Please identify every line below that contains the string "pavement" and copy each one out in full. Case counts.

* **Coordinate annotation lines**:
- - -

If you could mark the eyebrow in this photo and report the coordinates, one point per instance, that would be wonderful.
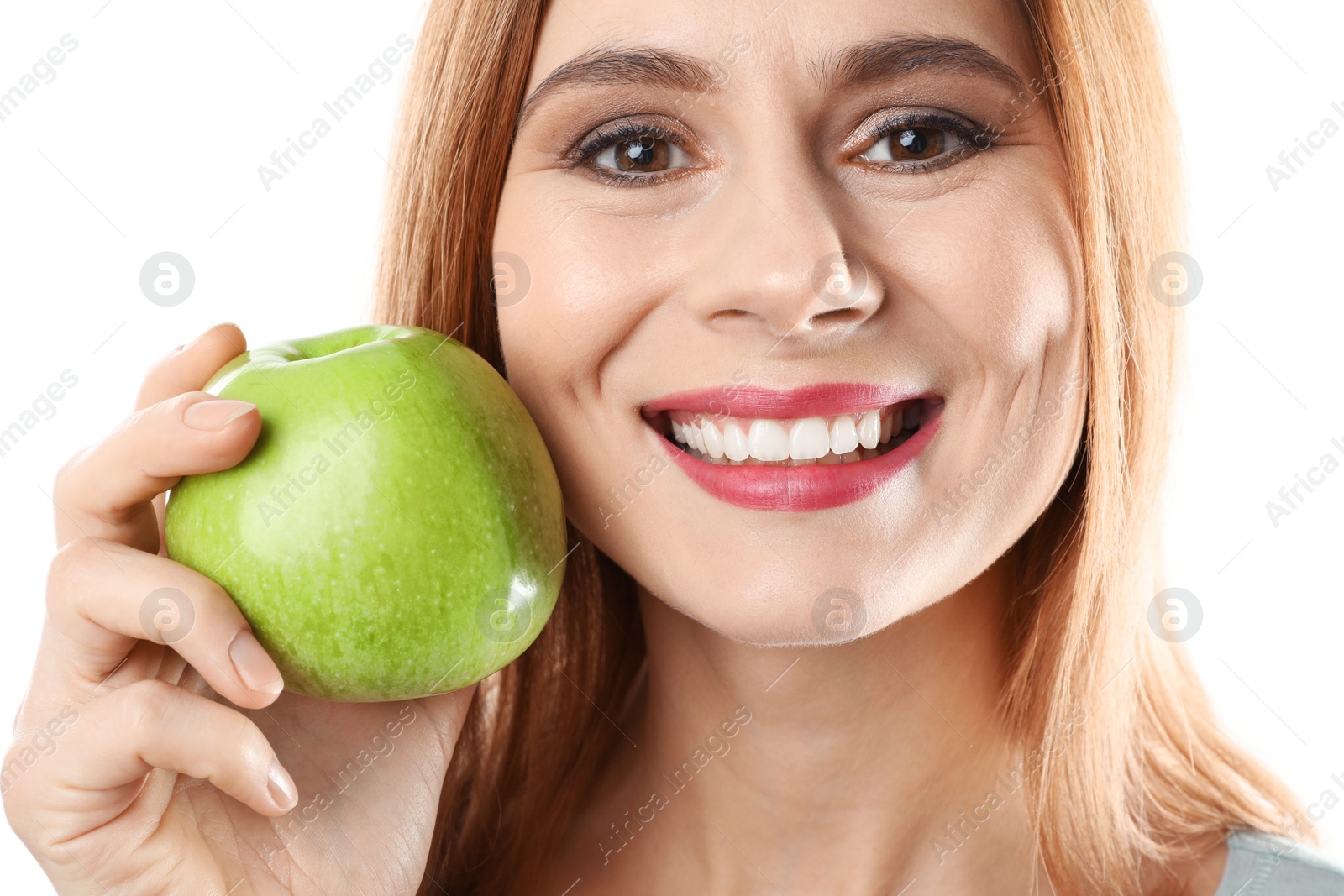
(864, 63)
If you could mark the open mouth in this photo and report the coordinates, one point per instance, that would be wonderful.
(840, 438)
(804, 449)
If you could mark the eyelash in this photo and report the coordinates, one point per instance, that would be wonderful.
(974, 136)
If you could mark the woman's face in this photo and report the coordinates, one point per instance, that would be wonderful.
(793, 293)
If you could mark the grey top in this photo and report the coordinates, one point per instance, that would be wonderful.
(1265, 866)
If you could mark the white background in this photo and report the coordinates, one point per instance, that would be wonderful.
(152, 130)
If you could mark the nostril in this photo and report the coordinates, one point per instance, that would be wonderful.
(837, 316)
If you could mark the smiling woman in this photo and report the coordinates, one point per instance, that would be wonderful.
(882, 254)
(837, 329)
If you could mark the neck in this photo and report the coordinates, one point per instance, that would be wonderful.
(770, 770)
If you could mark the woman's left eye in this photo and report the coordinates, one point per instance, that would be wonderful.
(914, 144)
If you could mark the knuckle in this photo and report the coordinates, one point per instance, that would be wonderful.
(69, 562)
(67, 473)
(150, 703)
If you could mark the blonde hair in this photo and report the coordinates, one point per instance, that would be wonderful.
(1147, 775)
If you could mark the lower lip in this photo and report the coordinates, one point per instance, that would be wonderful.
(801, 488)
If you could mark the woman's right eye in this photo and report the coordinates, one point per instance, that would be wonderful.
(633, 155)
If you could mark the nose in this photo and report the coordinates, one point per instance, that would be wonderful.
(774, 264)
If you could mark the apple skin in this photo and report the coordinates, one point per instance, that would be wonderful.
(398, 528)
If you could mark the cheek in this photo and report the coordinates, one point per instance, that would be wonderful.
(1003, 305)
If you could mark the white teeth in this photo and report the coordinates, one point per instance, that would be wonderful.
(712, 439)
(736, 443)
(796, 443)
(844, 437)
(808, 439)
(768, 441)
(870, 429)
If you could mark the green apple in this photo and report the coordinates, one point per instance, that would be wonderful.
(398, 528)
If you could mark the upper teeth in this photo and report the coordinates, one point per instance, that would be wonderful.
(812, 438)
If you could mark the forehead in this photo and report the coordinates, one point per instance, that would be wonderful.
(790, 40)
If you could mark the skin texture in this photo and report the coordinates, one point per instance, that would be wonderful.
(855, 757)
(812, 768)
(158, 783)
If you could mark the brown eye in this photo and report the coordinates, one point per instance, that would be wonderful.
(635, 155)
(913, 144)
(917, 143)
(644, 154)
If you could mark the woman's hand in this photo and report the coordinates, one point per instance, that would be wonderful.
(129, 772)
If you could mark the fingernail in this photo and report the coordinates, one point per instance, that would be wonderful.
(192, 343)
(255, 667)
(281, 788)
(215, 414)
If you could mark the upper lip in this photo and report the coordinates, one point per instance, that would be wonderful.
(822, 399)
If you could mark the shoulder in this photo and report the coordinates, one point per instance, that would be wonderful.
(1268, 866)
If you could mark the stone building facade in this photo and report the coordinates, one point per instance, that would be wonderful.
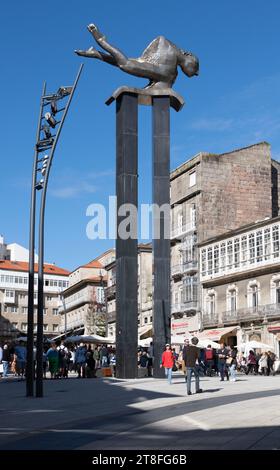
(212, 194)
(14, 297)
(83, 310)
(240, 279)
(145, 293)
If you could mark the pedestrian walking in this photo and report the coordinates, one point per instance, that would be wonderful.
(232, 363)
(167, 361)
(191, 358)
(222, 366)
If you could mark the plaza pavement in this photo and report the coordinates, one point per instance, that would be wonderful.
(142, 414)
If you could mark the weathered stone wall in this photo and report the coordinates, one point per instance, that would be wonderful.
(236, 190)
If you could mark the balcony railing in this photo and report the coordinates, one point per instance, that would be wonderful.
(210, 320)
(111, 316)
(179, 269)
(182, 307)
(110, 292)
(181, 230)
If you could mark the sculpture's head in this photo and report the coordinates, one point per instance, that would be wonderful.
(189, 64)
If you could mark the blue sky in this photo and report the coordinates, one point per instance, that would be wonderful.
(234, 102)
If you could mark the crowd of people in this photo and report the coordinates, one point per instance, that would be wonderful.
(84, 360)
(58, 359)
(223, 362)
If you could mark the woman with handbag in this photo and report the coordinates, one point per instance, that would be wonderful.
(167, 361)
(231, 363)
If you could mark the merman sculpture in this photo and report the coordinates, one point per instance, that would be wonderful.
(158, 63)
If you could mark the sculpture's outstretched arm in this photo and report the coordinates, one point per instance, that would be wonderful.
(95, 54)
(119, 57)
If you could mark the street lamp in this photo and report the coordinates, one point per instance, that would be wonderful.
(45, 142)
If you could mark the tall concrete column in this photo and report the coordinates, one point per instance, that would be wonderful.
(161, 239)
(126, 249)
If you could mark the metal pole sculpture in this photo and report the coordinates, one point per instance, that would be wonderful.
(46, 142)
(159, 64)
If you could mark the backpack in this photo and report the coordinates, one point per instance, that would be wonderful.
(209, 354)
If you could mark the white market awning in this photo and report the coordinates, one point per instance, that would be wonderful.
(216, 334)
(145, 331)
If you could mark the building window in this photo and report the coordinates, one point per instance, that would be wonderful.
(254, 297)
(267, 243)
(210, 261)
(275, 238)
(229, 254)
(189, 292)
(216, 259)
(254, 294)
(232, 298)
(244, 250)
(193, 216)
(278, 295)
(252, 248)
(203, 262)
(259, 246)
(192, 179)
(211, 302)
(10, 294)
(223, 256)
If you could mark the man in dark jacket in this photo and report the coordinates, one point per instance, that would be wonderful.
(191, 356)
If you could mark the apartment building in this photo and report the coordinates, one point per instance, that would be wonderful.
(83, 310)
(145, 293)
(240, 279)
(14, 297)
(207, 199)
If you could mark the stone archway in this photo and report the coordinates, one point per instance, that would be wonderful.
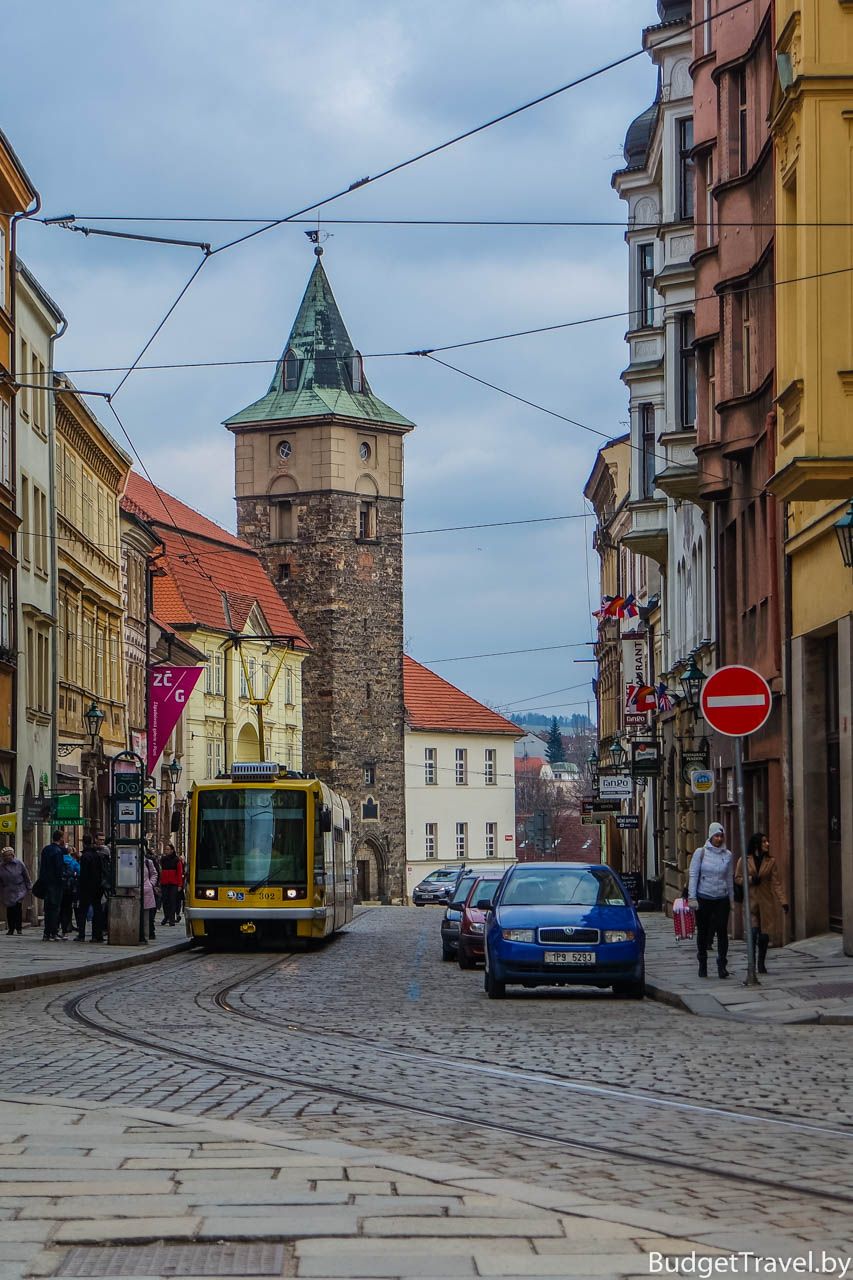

- - -

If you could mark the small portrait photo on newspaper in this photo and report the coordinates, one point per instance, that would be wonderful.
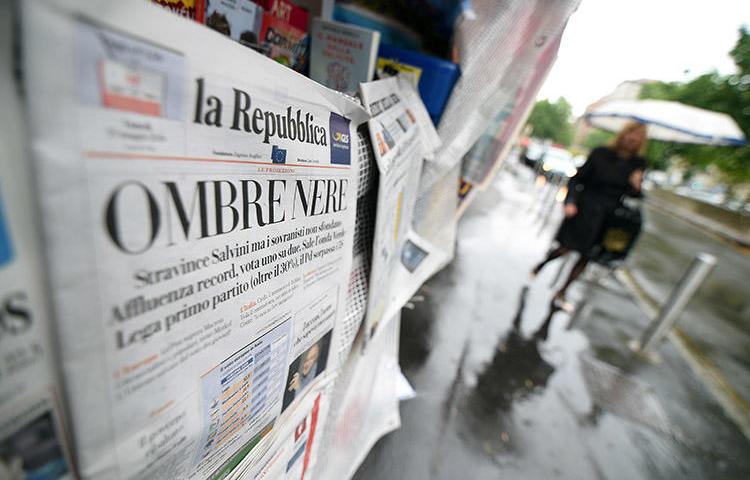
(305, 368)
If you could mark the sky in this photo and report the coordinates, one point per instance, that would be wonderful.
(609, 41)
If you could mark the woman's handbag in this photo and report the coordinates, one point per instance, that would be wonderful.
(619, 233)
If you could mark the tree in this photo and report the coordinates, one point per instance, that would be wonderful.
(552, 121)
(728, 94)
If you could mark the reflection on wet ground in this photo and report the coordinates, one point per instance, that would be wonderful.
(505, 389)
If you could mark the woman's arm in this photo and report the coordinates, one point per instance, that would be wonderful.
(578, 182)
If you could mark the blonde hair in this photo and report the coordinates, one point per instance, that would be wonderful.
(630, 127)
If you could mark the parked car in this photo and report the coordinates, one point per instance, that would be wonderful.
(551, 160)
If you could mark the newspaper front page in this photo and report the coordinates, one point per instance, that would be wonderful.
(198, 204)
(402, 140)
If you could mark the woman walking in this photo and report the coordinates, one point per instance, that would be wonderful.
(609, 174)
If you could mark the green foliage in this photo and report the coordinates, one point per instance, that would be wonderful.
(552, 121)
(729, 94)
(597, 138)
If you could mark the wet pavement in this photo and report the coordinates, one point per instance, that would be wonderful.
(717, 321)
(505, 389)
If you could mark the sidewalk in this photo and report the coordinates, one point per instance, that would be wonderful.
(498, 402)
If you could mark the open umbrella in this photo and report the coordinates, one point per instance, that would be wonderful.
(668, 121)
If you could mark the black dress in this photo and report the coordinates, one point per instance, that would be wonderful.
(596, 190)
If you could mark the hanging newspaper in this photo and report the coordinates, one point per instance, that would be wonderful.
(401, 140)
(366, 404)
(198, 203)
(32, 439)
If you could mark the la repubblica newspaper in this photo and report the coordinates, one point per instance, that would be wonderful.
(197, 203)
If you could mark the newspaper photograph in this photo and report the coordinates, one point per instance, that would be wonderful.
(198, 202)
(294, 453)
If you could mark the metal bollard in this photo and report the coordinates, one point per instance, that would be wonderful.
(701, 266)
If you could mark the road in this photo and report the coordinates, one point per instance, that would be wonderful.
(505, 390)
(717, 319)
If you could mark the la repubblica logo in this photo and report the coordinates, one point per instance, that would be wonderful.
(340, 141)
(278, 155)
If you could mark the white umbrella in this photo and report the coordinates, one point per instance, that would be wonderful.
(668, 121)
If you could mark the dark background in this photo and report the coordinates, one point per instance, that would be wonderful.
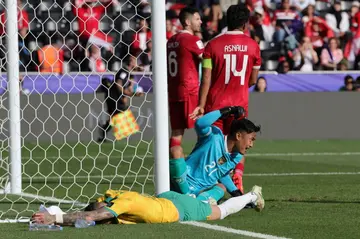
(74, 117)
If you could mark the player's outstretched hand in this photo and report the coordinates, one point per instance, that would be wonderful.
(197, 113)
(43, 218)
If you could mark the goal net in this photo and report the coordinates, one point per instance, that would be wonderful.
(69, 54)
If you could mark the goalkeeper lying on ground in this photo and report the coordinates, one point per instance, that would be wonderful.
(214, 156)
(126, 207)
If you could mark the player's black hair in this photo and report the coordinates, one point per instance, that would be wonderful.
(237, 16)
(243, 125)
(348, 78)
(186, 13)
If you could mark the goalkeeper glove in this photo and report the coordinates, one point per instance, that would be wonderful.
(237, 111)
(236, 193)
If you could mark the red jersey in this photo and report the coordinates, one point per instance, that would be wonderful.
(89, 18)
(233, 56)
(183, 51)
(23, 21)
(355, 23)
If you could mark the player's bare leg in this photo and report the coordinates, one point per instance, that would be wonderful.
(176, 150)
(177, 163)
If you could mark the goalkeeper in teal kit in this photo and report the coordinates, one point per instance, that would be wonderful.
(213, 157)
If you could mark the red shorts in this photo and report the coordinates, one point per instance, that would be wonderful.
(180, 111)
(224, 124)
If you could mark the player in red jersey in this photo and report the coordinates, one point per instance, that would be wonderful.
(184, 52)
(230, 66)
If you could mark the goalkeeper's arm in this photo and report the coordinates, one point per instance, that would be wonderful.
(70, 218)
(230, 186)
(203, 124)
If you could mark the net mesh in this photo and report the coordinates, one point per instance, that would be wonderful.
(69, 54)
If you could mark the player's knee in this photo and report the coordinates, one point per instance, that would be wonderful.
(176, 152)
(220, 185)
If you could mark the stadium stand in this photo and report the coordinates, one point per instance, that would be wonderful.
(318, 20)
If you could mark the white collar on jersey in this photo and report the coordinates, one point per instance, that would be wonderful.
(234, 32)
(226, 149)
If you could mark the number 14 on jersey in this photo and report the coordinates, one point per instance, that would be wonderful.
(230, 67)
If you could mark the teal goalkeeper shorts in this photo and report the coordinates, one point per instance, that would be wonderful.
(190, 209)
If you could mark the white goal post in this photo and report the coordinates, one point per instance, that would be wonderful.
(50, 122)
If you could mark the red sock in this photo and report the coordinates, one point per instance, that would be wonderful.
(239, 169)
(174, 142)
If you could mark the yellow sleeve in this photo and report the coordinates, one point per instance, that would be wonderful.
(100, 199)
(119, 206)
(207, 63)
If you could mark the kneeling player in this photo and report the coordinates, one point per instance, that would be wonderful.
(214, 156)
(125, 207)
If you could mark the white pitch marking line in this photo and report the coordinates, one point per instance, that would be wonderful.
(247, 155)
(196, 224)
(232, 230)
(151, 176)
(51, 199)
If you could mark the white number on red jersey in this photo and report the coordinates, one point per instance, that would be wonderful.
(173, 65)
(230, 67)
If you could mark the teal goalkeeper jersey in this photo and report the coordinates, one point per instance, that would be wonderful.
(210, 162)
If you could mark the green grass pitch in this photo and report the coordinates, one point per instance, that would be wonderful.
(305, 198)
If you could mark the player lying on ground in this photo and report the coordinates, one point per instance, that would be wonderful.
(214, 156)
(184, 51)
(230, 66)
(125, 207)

- - -

* **Written answer**:
If you could mark the plaza pavement in this photo and report the coordinates, one point per instance, that would be wonderful.
If you could mark the wet pavement in this photo and report the coordinates, one point per instance, that would be wonderful.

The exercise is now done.